# Passage provided
# Ill. soldier's family says pictures aren't porn



## Bob Hubbard (Jan 16, 2010)

http://www.washingtonpost.com/wp-dyn/content/article/2010/01/15/AR2010011503868.html


> CHAMPAIGN, Ill. -- The family of an Illinois National Guard soldier said Friday that he's been charged with possession of child pornography in Afghanistan over innocent snapshots of a 4-year-old relative in a swimsuit.
> 
> The U.S. Army has charged Spec. Billy Miller of Galesburg, Ill., with possession of child pornography and a related charge of failure to obey an order that troops in Afghanistan not possess pornography.
> 
> ...


----------



## Bob Hubbard (Jan 16, 2010)

http://www.foxnews.com/politics/201...ssion-child-porn-afghanistan/?test=latestnews


----------



## Bruno@MT (Jan 16, 2010)

Good thing that people in the US don't overreact when it comes to sexuality or the exposure of skin....

My wife had a pic of our kids in bath as her desktop image.
Sometime ago she went to the US for work purposes. Before she left I took her laptop and removed that pic from her desktop, the folder in which it was, and the local cache.

She really thought I was being paranoid, but I told her that if her laptop was inspected upon entry to the US, or if the wrong person saw that pic in her company, she was in for a lot of trouble. She grumbled a bit, using the word 'stupid' but at least she gave in.


----------



## Bruno@MT (Jan 16, 2010)

Actually I am wondering: with Americans being this paranoid, how can e.g. daycare parents do their job without fear for being accused of indecent things?
Or the instructors of the swimming team if a kid has to go to the toilet?
Or any of the other dozen professions where people sometimes come in contact with kids that are less that fully covered from ankle to neck?


----------



## Sukerkin (Jan 16, 2010)

Mentalism of the highest order.  No doubt born from good intentions (tho more likely self-serving ones if the impetous for the law came form a politician) but stupidity nontheless.


----------



## Ken Morgan (Jan 16, 2010)

What the old army saying? "Kill them all and let god sort them out"

You're all guilty until proven otherwise.

What did that article say? No porn for soldiers?? Come on a swimsuit model photo in a barracks is like water in a lake. WTF?


----------



## MA-Caver (Jan 16, 2010)

Ken Morgan said:


> What the old army saying? "Kill them all and let god sort them out"
> 
> You're all guilty until proven otherwise.
> 
> What did that article say? No porn for soldiers?? Come on a swimsuit model photo in a barracks is like water in a lake. WTF?


That's because she's wearing a swimsuit and covering her naughty bits... not like a playboy/penthouse/hustler centerfold where her naughties are exposed, thus covered it's photography, uncovered it's PORN!

Having pictures of children... now it's illegal. Especially if they're swimming to bathing or just gosh awful cute running around the house nekkid after a bath and one just HAD to get a picture because it was adorable... not SEXY just adorable. 
Can you prove that?

We're currently discussing this on another thread... looks like a merger might be needed soon enough.


----------



## crushing (Jan 16, 2010)

MA-Caver said:


> That's because she's wearing a swimsuit and covering her naughty bits... not like a playboy/penthouse/hustler centerfold where her naughties are exposed, thus covered it's photography, uncovered it's PORN!

(Dataset records)
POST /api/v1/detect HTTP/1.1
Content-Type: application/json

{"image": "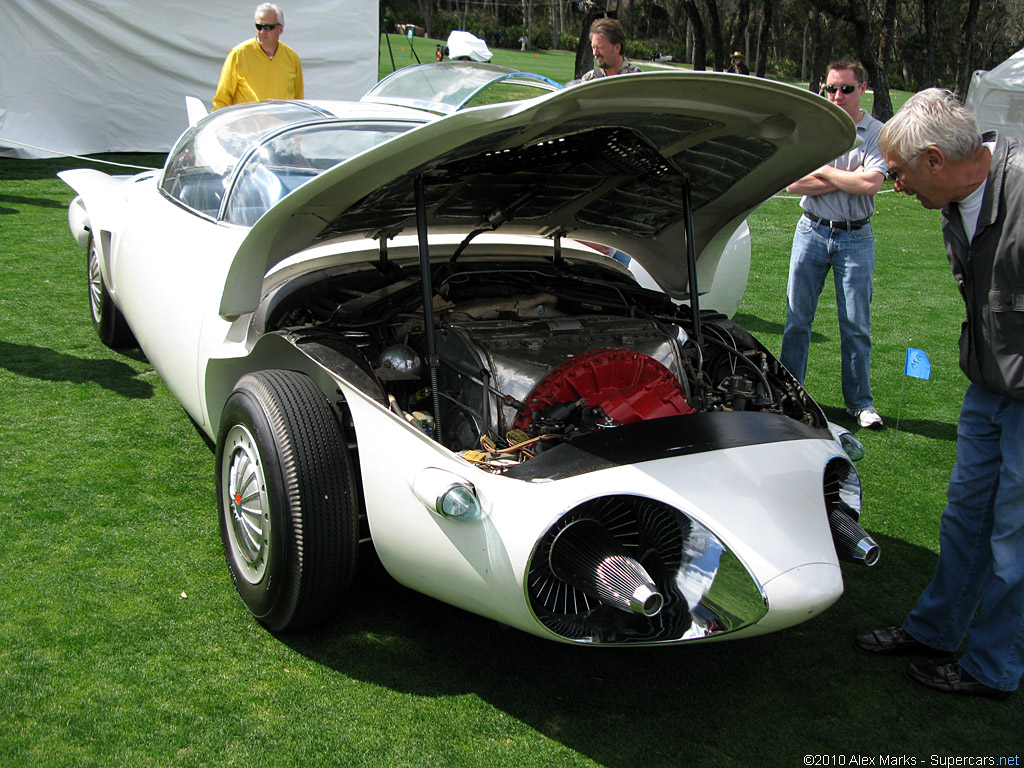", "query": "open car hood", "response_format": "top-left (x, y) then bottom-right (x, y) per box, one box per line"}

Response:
top-left (220, 72), bottom-right (856, 316)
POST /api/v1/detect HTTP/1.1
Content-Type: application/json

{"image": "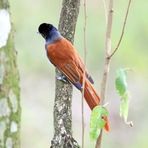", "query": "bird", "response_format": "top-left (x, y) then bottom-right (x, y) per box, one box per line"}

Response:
top-left (38, 23), bottom-right (109, 131)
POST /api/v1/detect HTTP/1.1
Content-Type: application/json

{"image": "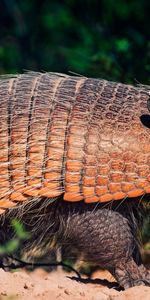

# Jobs
A) Condense the paragraph of the thread about the soldier's charges that begins "She really thought I was being paranoid" into two short sentences, retaining its main facts.
B) Reproduce, from the thread about the soldier's charges, the part that opens with the words containing "## Sukerkin (Jan" and closes with "but stupidity nontheless.".
C) Supply the next part of the thread about the soldier's charges, beginning immediately after its final sentence.
This listing is material separate from the thread about the soldier's charges.

# Answers to the exercise
A) She considered the precaution paranoid, but was warned that an inspection of her laptop on entry to the US, or the wrong person at her company seeing the picture, could bring her serious trouble. She grumbled and called it "stupid," yet agreed in the end.

B)
## Sukerkin (Jan 16, 2010)

Mentalism of the highest order.  No doubt born from good intentions (tho more likely self-serving ones if the impetous for the law came form a politician) but stupidity nontheless.

C)
> 
> Having pictures of children... now it's illegal. Especially if they're swimming to bathing or just gosh awful cute running around the house nekkid after a bath and one just HAD to get a picture because it was adorable... not SEXY just adorable.
> Can you prove that?
> ...



There are no naughty bits on the human body.  The naughty bits are in people's heads.


----------



## Tez3 (Jan 16, 2010)

Of course there's another way to look at this. A soldier accused of having kiddie porn isn't going to admit to his family that he has so he's going to say 'well all I had was some photos of a family member and the army is picking on me, poor me'. The family convinced of his innocence goes to the media who all report it it as a case of the army being over zealous, the army of course won't comment because it would compromise any legal/court martial proceedings. 
Don't be so quick to judge because you've only got one side of the story here.


----------



## MA-Caver (Jan 16, 2010)

crushing said:


> There are no naughty bits on the human body.  The naughty bits are in people's heads.


Exactly... so it's the people who are saying THAT'S PORN and that's adorable. 
So the idiot that saw the pictures of the soldiers' niece said that it was porn and thus has the problem. Eliminate the self-made porn czar of the military  and you get rid of a lot of problems.


----------



## Cryozombie (Jan 16, 2010)

Ken Morgan said:


> What did that article say? No porn for soldiers?? Come on a swimsuit model photo in a barracks is like water in a lake. WTF?



hey man, we have to be SENSITIVE to the enemy.  No Dogs, No Pork, no Women, no Alcohol...

*rolls eyes*


----------



## Bob Hubbard (Jan 16, 2010)

Tez3 said:


> Of course there's another way to look at this. A soldier accused of having kiddie porn isn't going to admit to his family that he has so he's going to say 'well all I had was some photos of a family member and the army is picking on me, poor me'. The family convinced of his innocence goes to the media who all report it it as a case of the army being over zealous, the army of course won't comment because it would compromise any legal/court martial proceedings.
> Don't be so quick to judge because you've only got one side of the story here.


Bears repeating.


----------



## Ken Morgan (Jan 16, 2010)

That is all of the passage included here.